● **Zadanie pisemne 1**:
Odpowiedz na podstawie fragmentu strony:
(a) Na jakim portalu ukazało się oświadczenie Anny Kulikiewicz?
(b) Ile lat trwała jej praca w placówce?
(c) Czym według Anny Kulikiewicz zawsze była emerytura?
● **Zadanie pisemne 2**:
Wypisz z fragmentu strony tekst od słów „Myślałam, że emerytura to” do słów „opowiada Anna Kulikiewicz.”.
● **Zadanie pisemne 3**:
Jak przetłumaczysz na angielski to zdanie z fragmentu strony: „Zawsze byłam przekonana, że emerytura to przywilej każdego z nas, z którego można skorzystać.”?

··· Fragment strony

Myślałam, że emerytura to przywilej

Myślałam, że emerytura  to przywilej

Kilka dni temu na portalu Radomsko 24.pl ukazało się oświadczenie Anny Kulikiewicz, dzisiaj już byłej pracownicy Miejskiego Domu Kultury w Radomsku, w którym dziękowała za lata pracy w kulturze bagaż doświadczeń, wzruszeń, wspomnień związanych z 35-letnią pracą placówce. W rozmowie z naszym portalem, nie ukrywa smutku, goryczy i przekonania, że decyzje o jej odejściu na emeryturę niestety ktoś podjął za nią.

- Zawsze byłam przekonana, że emerytura to przywilej każdego z nas, z którego można skorzystać. Gdy jest człowiek już tego pewny i w pewnym sensie przygotowany i przekonany, że czas to zrobić  – opowiada Anna Kulikiewicz.

······
··· Wiersze danych

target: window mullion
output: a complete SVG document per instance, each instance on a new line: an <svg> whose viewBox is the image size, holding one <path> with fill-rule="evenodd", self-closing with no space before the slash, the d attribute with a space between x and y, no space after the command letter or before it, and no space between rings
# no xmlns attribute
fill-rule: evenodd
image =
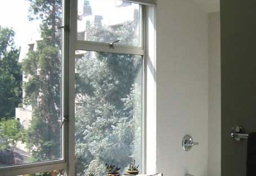
<svg viewBox="0 0 256 176"><path fill-rule="evenodd" d="M66 168L66 163L61 160L5 167L1 169L0 175L16 176L49 170L62 170Z"/></svg>

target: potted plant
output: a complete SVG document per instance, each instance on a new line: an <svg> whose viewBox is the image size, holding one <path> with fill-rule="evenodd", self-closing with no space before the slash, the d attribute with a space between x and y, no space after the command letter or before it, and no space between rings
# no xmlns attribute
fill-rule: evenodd
<svg viewBox="0 0 256 176"><path fill-rule="evenodd" d="M139 165L135 165L135 160L133 161L132 163L130 163L129 165L128 170L126 171L127 173L132 175L137 175L139 173Z"/></svg>
<svg viewBox="0 0 256 176"><path fill-rule="evenodd" d="M107 176L119 176L119 170L120 168L114 164L106 164L106 170L107 170Z"/></svg>

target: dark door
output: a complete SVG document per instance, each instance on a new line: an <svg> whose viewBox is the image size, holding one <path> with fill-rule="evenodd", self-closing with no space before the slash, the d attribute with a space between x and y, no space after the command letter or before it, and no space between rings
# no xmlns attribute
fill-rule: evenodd
<svg viewBox="0 0 256 176"><path fill-rule="evenodd" d="M220 12L221 175L245 176L247 141L230 129L256 131L256 1L221 0Z"/></svg>

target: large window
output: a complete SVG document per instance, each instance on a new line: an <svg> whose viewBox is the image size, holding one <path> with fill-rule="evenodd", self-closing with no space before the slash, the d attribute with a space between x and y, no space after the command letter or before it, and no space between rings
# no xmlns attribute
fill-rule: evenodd
<svg viewBox="0 0 256 176"><path fill-rule="evenodd" d="M144 171L153 1L0 2L1 176Z"/></svg>
<svg viewBox="0 0 256 176"><path fill-rule="evenodd" d="M0 5L0 168L63 159L61 1Z"/></svg>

······

● **Rozwiązanie zadania 1**:
(a) Na portalu Radomsko 24.pl.
(b) 35 lat.
(c) Przywilejem każdego z nas, z którego można skorzystać.

● **Rozwiązanie zadania 2**:
Myślałam, że emerytura to przywilej

Myślałam, że emerytura  to przywilej

Kilka dni temu na portalu Radomsko 24.pl ukazało się oświadczenie Anny Kulikiewicz, dzisiaj już byłej pracownicy Miejskiego Domu Kultury w Radomsku, w którym dziękowała za lata pracy w kulturze bagaż doświadczeń, wzruszeń, wspomnień związanych z 35-letnią pracą placówce. W rozmowie z naszym portalem, nie ukrywa smutku, goryczy i przekonania, że decyzje o jej odejściu na emeryturę niestety ktoś podjął za nią.

- Zawsze byłam przekonana, że emerytura to przywilej każdego z nas, z którego można skorzystać. Gdy jest człowiek już tego pewny i w pewnym sensie przygotowany i przekonany, że czas to zrobić  – opowiada Anna Kulikiewicz.

● **Rozwiązanie zadania 3**:
I was always convinced that retirement is a privilege belonging to each of us, one that we can make use of.